* _The input_:
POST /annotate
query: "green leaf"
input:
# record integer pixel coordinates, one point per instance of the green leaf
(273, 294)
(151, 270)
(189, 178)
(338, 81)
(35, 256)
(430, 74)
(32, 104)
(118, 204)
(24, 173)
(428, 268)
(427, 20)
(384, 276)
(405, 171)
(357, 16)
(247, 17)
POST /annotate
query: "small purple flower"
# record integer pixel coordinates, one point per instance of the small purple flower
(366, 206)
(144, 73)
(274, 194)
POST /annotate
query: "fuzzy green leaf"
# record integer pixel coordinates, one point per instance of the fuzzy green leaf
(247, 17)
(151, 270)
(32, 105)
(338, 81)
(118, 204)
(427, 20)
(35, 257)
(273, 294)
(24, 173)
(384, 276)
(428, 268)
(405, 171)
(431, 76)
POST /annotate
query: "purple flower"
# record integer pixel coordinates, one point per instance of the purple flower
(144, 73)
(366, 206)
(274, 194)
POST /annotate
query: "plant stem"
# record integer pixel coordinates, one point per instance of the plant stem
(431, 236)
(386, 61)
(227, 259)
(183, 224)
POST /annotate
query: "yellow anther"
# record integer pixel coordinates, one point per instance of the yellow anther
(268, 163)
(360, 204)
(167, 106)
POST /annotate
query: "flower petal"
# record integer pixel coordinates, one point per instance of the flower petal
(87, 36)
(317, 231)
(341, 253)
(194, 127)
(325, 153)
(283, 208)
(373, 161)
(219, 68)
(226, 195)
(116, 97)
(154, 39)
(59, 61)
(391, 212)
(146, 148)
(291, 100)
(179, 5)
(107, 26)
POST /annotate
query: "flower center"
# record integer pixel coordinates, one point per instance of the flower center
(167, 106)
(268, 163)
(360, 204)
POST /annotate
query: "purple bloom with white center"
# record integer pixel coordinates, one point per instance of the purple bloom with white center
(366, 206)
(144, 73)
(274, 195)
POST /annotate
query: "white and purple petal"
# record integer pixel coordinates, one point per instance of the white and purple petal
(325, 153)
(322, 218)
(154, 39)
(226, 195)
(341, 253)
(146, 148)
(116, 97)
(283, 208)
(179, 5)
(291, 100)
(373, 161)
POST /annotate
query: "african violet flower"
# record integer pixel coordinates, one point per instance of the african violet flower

* _What is needed_: From the records above, copy every line that contains the word "green". Case counts.

* _Written response_:
query: "green leaf"
# record integer pixel coordinates, one point per instance of the green leaf
query: "fuzzy green leaf"
# record integer pixel coordinates, one point per instance of the fuzzy green leaf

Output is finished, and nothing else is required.